→ **WHAT YOU HAVE TO DO**: Output each entry verbatim and exclude every picture from it.

※ ※ ※

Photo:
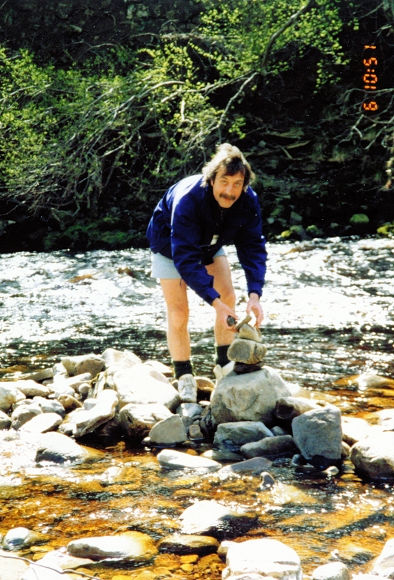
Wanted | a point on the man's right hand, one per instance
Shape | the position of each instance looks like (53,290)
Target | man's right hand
(225,315)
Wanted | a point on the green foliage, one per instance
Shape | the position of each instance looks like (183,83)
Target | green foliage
(243,33)
(386,230)
(108,134)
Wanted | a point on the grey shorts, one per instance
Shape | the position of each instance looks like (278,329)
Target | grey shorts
(163,267)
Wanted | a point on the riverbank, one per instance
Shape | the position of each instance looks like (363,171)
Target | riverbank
(47,414)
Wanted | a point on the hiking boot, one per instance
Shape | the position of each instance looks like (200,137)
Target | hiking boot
(187,388)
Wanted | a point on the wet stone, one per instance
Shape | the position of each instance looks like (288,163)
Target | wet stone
(189,544)
(261,558)
(169,431)
(208,517)
(128,547)
(172,459)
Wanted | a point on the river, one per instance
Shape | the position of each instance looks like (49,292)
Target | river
(328,316)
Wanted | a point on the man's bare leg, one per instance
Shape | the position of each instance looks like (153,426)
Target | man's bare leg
(220,270)
(178,339)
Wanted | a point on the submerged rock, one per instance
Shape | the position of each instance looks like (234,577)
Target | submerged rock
(18,538)
(59,448)
(188,544)
(172,459)
(127,547)
(278,446)
(214,519)
(374,456)
(259,559)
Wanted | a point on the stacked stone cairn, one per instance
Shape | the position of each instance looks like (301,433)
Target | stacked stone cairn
(247,350)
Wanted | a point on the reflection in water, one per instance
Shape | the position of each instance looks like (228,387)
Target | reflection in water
(329,315)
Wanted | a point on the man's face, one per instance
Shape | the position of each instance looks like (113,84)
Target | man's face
(227,188)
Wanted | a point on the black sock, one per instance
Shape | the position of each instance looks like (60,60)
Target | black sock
(182,367)
(221,355)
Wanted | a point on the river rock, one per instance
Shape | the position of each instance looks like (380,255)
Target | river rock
(189,412)
(133,547)
(355,428)
(31,388)
(246,351)
(374,456)
(5,421)
(12,569)
(278,446)
(69,403)
(119,358)
(50,405)
(386,419)
(318,436)
(82,421)
(384,563)
(259,559)
(70,385)
(188,544)
(137,420)
(59,448)
(172,459)
(254,466)
(23,413)
(85,363)
(9,395)
(287,408)
(42,423)
(222,455)
(169,431)
(53,565)
(234,435)
(248,397)
(142,385)
(19,538)
(331,571)
(208,517)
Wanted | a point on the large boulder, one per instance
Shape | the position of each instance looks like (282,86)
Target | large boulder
(248,397)
(318,436)
(259,559)
(85,420)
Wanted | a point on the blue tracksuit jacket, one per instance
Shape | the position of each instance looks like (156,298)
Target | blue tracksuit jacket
(189,226)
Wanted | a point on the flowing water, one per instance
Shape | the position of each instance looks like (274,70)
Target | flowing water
(329,316)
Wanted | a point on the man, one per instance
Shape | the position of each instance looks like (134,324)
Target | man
(188,228)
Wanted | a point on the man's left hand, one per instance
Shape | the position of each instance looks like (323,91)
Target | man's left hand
(255,307)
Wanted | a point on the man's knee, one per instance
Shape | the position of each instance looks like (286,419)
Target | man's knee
(227,296)
(178,317)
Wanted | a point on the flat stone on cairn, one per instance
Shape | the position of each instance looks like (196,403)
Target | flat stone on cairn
(246,349)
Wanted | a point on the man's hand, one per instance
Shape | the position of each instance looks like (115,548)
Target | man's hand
(224,314)
(255,307)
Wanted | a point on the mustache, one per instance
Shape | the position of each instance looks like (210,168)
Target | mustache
(228,197)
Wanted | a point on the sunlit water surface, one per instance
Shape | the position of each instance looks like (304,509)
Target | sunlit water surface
(328,316)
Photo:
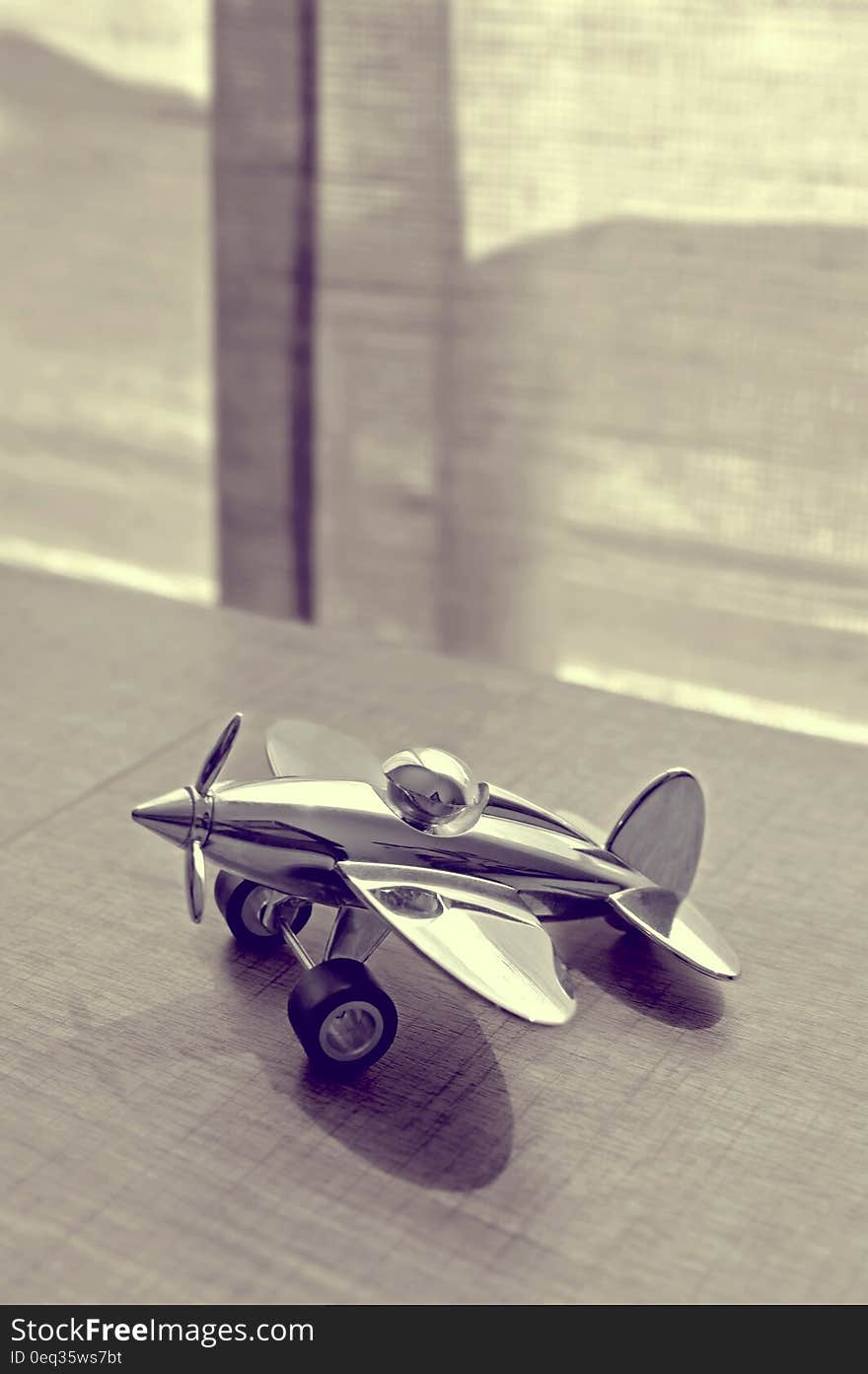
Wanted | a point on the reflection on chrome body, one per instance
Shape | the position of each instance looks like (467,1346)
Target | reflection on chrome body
(461,870)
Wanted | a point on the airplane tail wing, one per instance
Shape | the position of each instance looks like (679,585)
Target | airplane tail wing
(661,832)
(675,923)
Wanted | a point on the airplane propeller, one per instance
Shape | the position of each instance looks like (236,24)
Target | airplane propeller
(194,859)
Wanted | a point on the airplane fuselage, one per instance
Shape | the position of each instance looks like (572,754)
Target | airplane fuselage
(291,832)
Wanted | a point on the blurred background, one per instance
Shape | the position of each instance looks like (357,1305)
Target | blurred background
(529,332)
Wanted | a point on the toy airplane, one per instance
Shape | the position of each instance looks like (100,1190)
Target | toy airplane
(465,871)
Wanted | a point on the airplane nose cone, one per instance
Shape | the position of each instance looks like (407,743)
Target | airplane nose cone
(169,817)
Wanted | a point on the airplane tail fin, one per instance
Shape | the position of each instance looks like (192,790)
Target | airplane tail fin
(660,834)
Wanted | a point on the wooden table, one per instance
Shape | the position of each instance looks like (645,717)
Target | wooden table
(678,1142)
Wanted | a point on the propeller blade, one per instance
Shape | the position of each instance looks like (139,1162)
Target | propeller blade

※ ※ ※

→ **CORRECT OUTPUT**:
Photo:
Wanted | a point on the man's right hand, one per instance
Shape | the position of each instance looks like (53,290)
Target | man's right hand
(225,315)
Wanted | a point on the green foliage, one per instance
Shape | the position of each instance looks like (183,83)
Target | green foliage
(243,33)
(386,230)
(108,134)
Wanted | a point on the grey shorts, one per instance
Shape | the position of each instance looks like (278,329)
Target | grey shorts
(163,267)
Wanted | a point on the riverbank, one per instance
Shape | the position of each instance looks like (363,171)
Target | riverbank
(47,414)
Wanted | a point on the hiking boot, one per instance
Shape | the position of each instance looks like (200,137)
Target | hiking boot
(187,388)
Wanted | a point on the wet stone, one per instance
Shape | the position of each instance looks like (288,163)
Target | wet stone
(189,544)
(261,558)
(169,431)
(208,517)
(128,547)
(172,459)
Wanted | a point on the river, one per instance
Shape | the position of each instance looks like (49,292)
Target | river
(328,316)
Wanted | a point on the man's bare leg, one per instance
Shape | the position of each instance looks like (153,426)
Target | man's bare leg
(220,270)
(178,339)
Wanted | a point on the submerged rock, one per instance
Shape | the position of each instance looks like (234,577)
Target | submerged rock
(18,538)
(59,448)
(188,544)
(172,459)
(127,547)
(278,446)
(214,519)
(374,456)
(259,559)
Wanted | a point on the stacked stone cairn, one per instance
Shape | the position of each instance looks like (301,433)
Target | stacked stone cairn
(247,350)
Wanted | a point on the reflection in water, one per instance
Shape | the position of each instance looks like (228,387)
Target | reflection in water
(329,315)
Wanted | a point on the man's face, one per instance
Shape | the position of each instance looks like (113,84)
Target | man's face
(227,188)
Wanted | a point on the black sock, one per instance
Shape | the position of each instance looks like (60,60)
Target | black sock
(182,367)
(221,355)
Wanted | a point on the river rock, one per instance
Shape | the position of each instance looks like (380,255)
Target | river rock
(189,412)
(133,547)
(355,428)
(31,388)
(246,351)
(374,456)
(5,421)
(12,569)
(278,446)
(69,403)
(119,358)
(50,405)
(386,419)
(318,436)
(82,421)
(384,563)
(259,559)
(70,385)
(188,544)
(137,420)
(59,448)
(172,459)
(254,466)
(23,413)
(85,363)
(9,395)
(287,408)
(42,423)
(222,455)
(169,431)
(53,565)
(234,435)
(248,397)
(142,385)
(19,538)
(331,571)
(208,517)
Wanted | a point on the large boulder, one per instance
Shape | the position of each instance looks like (282,86)
Target | large boulder
(248,397)
(318,436)
(259,559)
(85,420)
Wanted | a point on the blue tracksuit jacket, one per instance
Shape | the position of each instance looks like (156,298)
Target | blue tracksuit jacket
(189,226)
Wanted | a point on the flowing water, one per instance
Shape | the position of each instance looks like (274,70)
Target | flowing water
(329,316)
Wanted | a point on the man, one per instance
Shape | the position of each instance looks like (134,324)
Target | man
(188,228)
Wanted | a point on the man's left hand, one per instance
Shape | the position of each instance looks like (323,91)
Target | man's left hand
(255,307)
Wanted | a point on the man's knee, one per instance
Shape | the position of each instance looks like (286,419)
Target | man's knee
(227,296)
(178,317)
Wanted | a point on the flat stone on cairn, one per instance
Shape | the position of each instance looks like (196,403)
Target | flat stone on cairn
(246,349)
Wanted | a point on the man's hand, one per instance
Shape | the position of each instance looks like (115,548)
Target | man's hand
(224,314)
(255,307)
Wanted | a point on the mustache, one per instance
Shape | the position of each instance looks like (210,168)
Target | mustache
(228,197)
Wanted | a point on the sunlit water surface, one per instance
Shape | the position of each instance looks like (304,509)
Target | sunlit water surface
(328,316)
Photo:
Wanted | a point on the reflection on chrome body, one per instance
Shape | the position of each instance looks like (467,1346)
Target | reflection on chrome body
(461,870)
Wanted | a point on the airplane tail wing, one per instance
Shape | the position of each instance looks like (679,585)
Target | airplane tail wing
(661,832)
(675,923)
Wanted | a point on the airplane propeller, one per instance
Shape | the position of each instance looks like (236,24)
Target | airplane propeller
(194,859)
Wanted | a point on the airplane fuselage, one per instance
Shape | the position of each instance looks like (572,754)
Target | airplane fuselage
(291,832)
Wanted | a point on the blurred background, one per instance
Shape | the position of each instance looks like (357,1305)
Target | blurred background
(529,332)
Wanted | a point on the toy airplane, one per instance
Shape | the position of each instance looks like (100,1190)
Target | toy airplane
(465,871)
Wanted | a point on the airplane nose cone, one per instance
Shape | the position of each instance looks like (407,743)
Target | airplane nose cone
(169,817)
Wanted | a point on the airplane tail fin, one per instance
Shape | the position of each instance looks like (192,790)
Target | airplane tail fin
(660,834)
Wanted | a point on the wooden table, one per instance
Shape | the position of each instance looks like (645,717)
Target | wooden table
(678,1142)
Wanted | a point on the propeller blade, one per instance
Shape | the position of each instance looks like (139,1162)
Target | propeller blade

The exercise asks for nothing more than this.